◆ Quoted passage

————

Scala: using foldl to add pairs from list to a map?

I am trying to add pairs from list to a map using foldl. I get the following error:
"missing arguments for method /: in trait TraversableOnce; follow this method with `_' if you want to treat it as a partially applied function"
code:
val pairs = List(("a", 1), ("a", 2), ("c", 3), ("d", 4))
def lstToMap(lst:List[(String,Int)], map: Map[String, Int] ) = {
(map /: lst) addToMap ( _, _)
}
def addToMap(pair: (String, Int), map: Map[String, Int]): Map[String, Int] = {
map + (pair._1 -> pair._2)
}
What is wrong?
scala> val pairs = List(("a", 1), ("a", 2), ("c", 3), ("d", 4))
pairs: List[(String, Int)] = List((a,1), (a,2), (c,3), (d,4))
scala> (Map.empty[String, Int] /: pairs)(_ + _)
res9: scala.collection.immutable.Map[String,Int] = Map(a -> 2, c -> 3, d -> 4)
But you know, you could just do:
scala> pairs.toMap
res10: scala.collection.immutable.Map[String,Int] = Map(a -> 2, c -> 3, d -> 4)

————

◆ Supplied material
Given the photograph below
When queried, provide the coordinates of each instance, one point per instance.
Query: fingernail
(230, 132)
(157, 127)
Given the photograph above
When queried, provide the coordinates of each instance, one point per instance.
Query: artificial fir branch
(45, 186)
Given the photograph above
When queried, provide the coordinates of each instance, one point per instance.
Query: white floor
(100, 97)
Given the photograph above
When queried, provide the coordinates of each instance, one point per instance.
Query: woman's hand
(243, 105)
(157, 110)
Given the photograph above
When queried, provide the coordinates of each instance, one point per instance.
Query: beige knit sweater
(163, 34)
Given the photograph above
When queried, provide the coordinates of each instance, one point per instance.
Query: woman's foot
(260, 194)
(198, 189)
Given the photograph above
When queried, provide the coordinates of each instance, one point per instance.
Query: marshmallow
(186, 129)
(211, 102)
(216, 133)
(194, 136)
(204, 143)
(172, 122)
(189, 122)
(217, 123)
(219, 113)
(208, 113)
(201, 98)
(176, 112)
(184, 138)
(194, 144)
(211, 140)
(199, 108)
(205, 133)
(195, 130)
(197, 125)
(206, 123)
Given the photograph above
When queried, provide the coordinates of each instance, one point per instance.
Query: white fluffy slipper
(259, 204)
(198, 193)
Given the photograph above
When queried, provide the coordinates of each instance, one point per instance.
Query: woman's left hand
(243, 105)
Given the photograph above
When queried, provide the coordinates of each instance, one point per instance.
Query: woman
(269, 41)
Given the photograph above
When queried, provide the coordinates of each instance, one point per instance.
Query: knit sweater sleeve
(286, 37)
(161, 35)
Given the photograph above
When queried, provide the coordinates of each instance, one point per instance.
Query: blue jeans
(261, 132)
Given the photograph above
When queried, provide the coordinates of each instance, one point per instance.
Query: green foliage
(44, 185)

————

◆ Given exercise 1
Retype the Scala thread from "I am trying" to "(pair._1 -> pair._2)".
◆ Given exercise 2
In the Scala thread, what simpler call is offered as an alternative to the fold for turning the list of pairs into a map?

◆ Written solution 1
I am trying to add pairs from list to a map using foldl. I get the following error:
"missing arguments for method /: in trait TraversableOnce; follow this method with `_' if you want to treat it as a partially applied function"
code:
val pairs = List(("a", 1), ("a", 2), ("c", 3), ("d", 4))
def lstToMap(lst:List[(String,Int)], map: Map[String, Int] ) = {
(map /: lst) addToMap ( _, _)
}
def addToMap(pair: (String, Int), map: Map[String, Int]): Map[String, Int] = {
map + (pair._1 -> pair._2)

◆ Written solution 2
pairs.toMap